Write the data below out exactly as it stands. Do not include the pictures.

------------------------------------------------------------------------

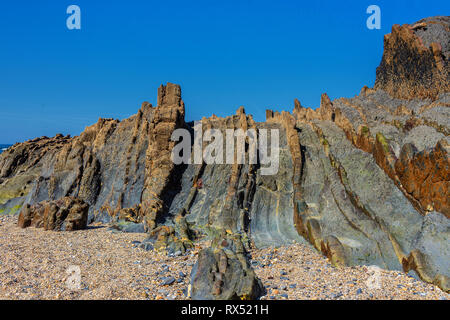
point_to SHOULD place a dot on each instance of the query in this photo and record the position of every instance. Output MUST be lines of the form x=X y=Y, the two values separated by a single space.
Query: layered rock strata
x=365 y=180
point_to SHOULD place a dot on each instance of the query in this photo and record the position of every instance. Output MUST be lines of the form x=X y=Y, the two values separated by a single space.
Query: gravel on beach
x=38 y=264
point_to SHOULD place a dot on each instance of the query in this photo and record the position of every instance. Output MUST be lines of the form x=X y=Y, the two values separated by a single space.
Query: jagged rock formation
x=415 y=62
x=365 y=180
x=222 y=272
x=65 y=214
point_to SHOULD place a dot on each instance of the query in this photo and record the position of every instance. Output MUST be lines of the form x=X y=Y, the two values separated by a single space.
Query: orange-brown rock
x=426 y=176
x=65 y=214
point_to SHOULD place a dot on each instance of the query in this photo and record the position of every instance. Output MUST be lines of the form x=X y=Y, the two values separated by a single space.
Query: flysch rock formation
x=365 y=180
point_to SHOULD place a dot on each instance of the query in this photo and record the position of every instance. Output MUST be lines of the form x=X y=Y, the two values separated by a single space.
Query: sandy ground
x=100 y=264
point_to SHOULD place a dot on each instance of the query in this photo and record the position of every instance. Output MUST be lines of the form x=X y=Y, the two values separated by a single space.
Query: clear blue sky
x=260 y=54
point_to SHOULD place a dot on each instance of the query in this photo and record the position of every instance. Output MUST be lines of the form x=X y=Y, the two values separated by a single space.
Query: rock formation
x=365 y=180
x=65 y=214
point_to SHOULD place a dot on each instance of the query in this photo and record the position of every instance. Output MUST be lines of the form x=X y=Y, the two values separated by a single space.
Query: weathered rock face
x=415 y=62
x=65 y=214
x=222 y=272
x=365 y=180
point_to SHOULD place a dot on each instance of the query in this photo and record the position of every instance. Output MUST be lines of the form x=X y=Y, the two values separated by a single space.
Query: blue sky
x=256 y=53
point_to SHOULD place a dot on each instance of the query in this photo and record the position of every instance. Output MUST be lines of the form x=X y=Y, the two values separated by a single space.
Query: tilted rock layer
x=365 y=180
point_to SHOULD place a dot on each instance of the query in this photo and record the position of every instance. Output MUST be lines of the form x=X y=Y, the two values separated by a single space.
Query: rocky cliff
x=365 y=180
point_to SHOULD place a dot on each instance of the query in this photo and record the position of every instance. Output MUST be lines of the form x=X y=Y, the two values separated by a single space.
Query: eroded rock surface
x=65 y=214
x=364 y=180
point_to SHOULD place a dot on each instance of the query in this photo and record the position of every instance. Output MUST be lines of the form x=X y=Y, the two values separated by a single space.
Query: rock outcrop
x=65 y=214
x=222 y=272
x=415 y=62
x=365 y=180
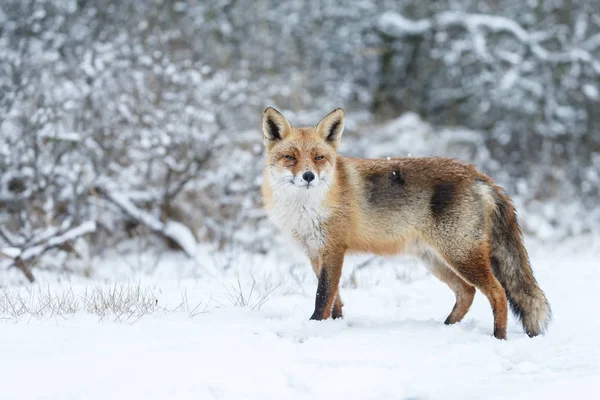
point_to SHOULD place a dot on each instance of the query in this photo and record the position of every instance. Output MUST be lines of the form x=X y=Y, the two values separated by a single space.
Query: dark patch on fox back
x=442 y=198
x=386 y=187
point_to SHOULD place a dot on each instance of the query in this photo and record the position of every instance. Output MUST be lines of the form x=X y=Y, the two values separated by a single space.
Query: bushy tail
x=510 y=264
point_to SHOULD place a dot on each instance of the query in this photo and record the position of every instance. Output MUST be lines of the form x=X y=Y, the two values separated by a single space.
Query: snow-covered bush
x=132 y=114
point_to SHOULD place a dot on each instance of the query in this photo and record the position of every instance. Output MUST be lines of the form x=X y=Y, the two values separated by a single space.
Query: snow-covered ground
x=391 y=344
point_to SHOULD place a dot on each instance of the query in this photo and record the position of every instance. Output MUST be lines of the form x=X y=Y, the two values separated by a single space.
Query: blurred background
x=129 y=126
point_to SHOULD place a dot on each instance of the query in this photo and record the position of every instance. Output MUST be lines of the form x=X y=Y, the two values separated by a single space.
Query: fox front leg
x=329 y=280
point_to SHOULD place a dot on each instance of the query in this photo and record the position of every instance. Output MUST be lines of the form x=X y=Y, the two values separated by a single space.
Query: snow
x=391 y=344
x=395 y=24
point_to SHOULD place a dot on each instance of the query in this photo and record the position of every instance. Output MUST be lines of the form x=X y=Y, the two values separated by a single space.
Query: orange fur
x=446 y=211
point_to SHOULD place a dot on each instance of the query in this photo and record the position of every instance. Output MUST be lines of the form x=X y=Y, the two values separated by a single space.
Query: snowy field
x=220 y=338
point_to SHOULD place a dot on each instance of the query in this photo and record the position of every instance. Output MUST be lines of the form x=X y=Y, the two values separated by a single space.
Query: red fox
x=462 y=225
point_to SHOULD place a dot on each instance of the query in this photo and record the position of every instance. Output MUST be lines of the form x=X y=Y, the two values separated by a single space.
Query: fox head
x=301 y=158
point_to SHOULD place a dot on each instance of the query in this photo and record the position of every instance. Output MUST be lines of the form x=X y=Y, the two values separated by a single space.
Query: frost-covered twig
x=177 y=232
x=396 y=25
x=19 y=256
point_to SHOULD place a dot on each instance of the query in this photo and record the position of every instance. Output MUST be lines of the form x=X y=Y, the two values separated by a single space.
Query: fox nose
x=308 y=176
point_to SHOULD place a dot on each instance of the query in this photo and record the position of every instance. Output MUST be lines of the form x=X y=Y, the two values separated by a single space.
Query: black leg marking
x=321 y=298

------------------------------------------------------------------------

(RESULT):
point_to SHOULD place a dot on each instance of the query in this photo and record the position of every instance. Output MUST be lines of the form x=X y=Y, the two values separated by a single space.
Query: layered rock strata
x=365 y=180
point_to SHOULD place a dot on each instance of the query in this photo and record the position of every instance. Output MUST be lines of the form x=X y=Y, the two values separated by a single space.
Query: gravel on beach
x=38 y=264
point_to SHOULD place a dot on each instance of the query in this photo and record the position of every instance. Output MUST be lines of the form x=X y=Y, the two values separated by a single space.
Query: jagged rock formation
x=415 y=62
x=365 y=180
x=222 y=272
x=65 y=214
point_to SHOULD place a dot on each instance of the query in this photo and record the position of every instance. Output MUST be lines of the form x=X y=Y, the two values separated by a single space.
Query: orange-brown rock
x=426 y=176
x=65 y=214
point_to SHOULD place a dot on each instance of the query in this photo and record the position of every instance. Output MUST be lines of the form x=X y=Y, the two values separated by a single space.
Query: flysch rock formation
x=365 y=180
point_to SHOULD place a dot on each instance of the query in this photo and record the position of every instance. Output MUST be lines of the form x=X y=Y, the two values separated by a single space.
Query: sandy ground
x=100 y=264
point_to SHOULD place a dot on each instance of the query in this photo and record the position of every instance. Output MUST be lines of the form x=X y=Y, the two values separated by a single space.
Query: clear blue sky
x=260 y=54
point_to SHOULD place a dot on each instance of the query in this photo and record the position of every instance. Output MUST be lines of the form x=X y=Y, the two values separated by a single space.
Query: rock formation
x=365 y=180
x=65 y=214
point_to SHOULD place a dot on each instance of the query in this photo and record the position of every instance. Output MUST be lines of the form x=X y=Y, the two values separated by a single space.
Query: weathered rock face
x=415 y=62
x=65 y=214
x=222 y=272
x=365 y=180
point_to SHOULD place a dot on each instance of the query in this photo and record the position of every instance. Output MUST be lines of the form x=X y=Y, the two values separated by a single space.
Query: blue sky
x=256 y=53
point_to SHOULD place a dot on each instance of the query in this photo and record the position of every instance. Output MUST be lines of the form x=X y=Y, the two values separated by a single space.
Query: tilted rock layer
x=365 y=180
point_to SHOULD place a dot on each instance of the query in this photo and record the position of every instance. Output MUST be lines of the form x=X y=Y, the two values separated by a single space.
Query: rocky cliff
x=365 y=180
point_to SHOULD place a dot on each instance of the query in this photo and record the position of every instance. Output MUST be lines of the form x=X y=Y, the two values separated by a single space.
Query: eroded rock surface
x=65 y=214
x=364 y=180
point_to SHOULD place a dot on each instance of the query in this photo and record the position of every instance. Output MUST be lines of the form x=X y=Y, the two values separated by a single space.
Query: rock outcrop
x=65 y=214
x=222 y=272
x=415 y=62
x=365 y=180
point_to SHOULD place a dot on each instance of the query in this photo and record the position of every instance. Output MUST be lines of the form x=X y=Y, the two values separated by a single space.
Query: dark patch on fox back
x=442 y=198
x=386 y=187
point_to SHOULD place a dot on each instance of the query in this photo and record the position of every instance. Output MUST be lines of the form x=X y=Y, the two values separated by a single space.
Query: bushy tail
x=510 y=264
point_to SHOULD place a dot on each instance of the query in this photo and record the position of every instance. Output MUST be lines of the form x=X y=Y, the two values separated by a single space.
Query: snow-covered bush
x=132 y=114
point_to SHOULD place a dot on each instance of the query in this photo and record the position of every instance. Output MUST be lines of the form x=X y=Y, the two values separated by a single space.
Query: snow-covered ground
x=391 y=344
point_to SHOULD place a dot on each instance of the query in this photo and record the position of every instance. Output MUST be lines of the form x=X y=Y, the two values separated by a single space.
Query: blurred background
x=129 y=126
point_to SHOULD place a dot on each instance of the query in this photo and record the position of every instance. Output MUST be lines of the form x=X y=Y, the two values separated by a single space.
Query: fox front leg
x=329 y=280
point_to SHOULD place a dot on each instance of the query in this photo and record the position of every instance. Output MUST be lines of the form x=X y=Y, the two values separated by a single space.
Query: snow
x=391 y=344
x=395 y=24
point_to SHOULD place a dot on each instance of the query in this photo and record the position of every instance. Output MUST be lines of the form x=X y=Y, the two values separated by a single space.
Query: orange fur
x=446 y=211
point_to SHOULD place a dot on each instance of the query in this photo and record the position of every instance. Output MUST be lines of the form x=X y=Y, the two values separated by a single space.
Query: snowy field
x=220 y=338
point_to SHOULD place a dot on each instance of the query in this photo and record the position of every instance. Output MUST be lines of the form x=X y=Y, the two values separated by a single space.
Query: red fox
x=462 y=225
point_to SHOULD place a dot on each instance of the query in this photo and record the position of every instance. Output MUST be lines of the form x=X y=Y, the two values separated by a single space.
Query: fox head
x=301 y=158
point_to SHOULD place a dot on each instance of the query in this photo and record the position of every instance. Output MUST be lines of the form x=X y=Y, the two values separated by a single space.
Query: frost-covered twig
x=177 y=232
x=396 y=25
x=19 y=256
point_to SHOULD place a dot on each instance of the query in this photo and record the position of every instance. Output MUST be lines of the form x=X y=Y, the two values separated by a single space.
Query: fox nose
x=308 y=176
point_to SHOULD place a dot on each instance of the query in this photo and record the position of every instance. Output MUST be lines of the form x=X y=Y, the two values separated by a single space.
Query: black leg marking
x=321 y=298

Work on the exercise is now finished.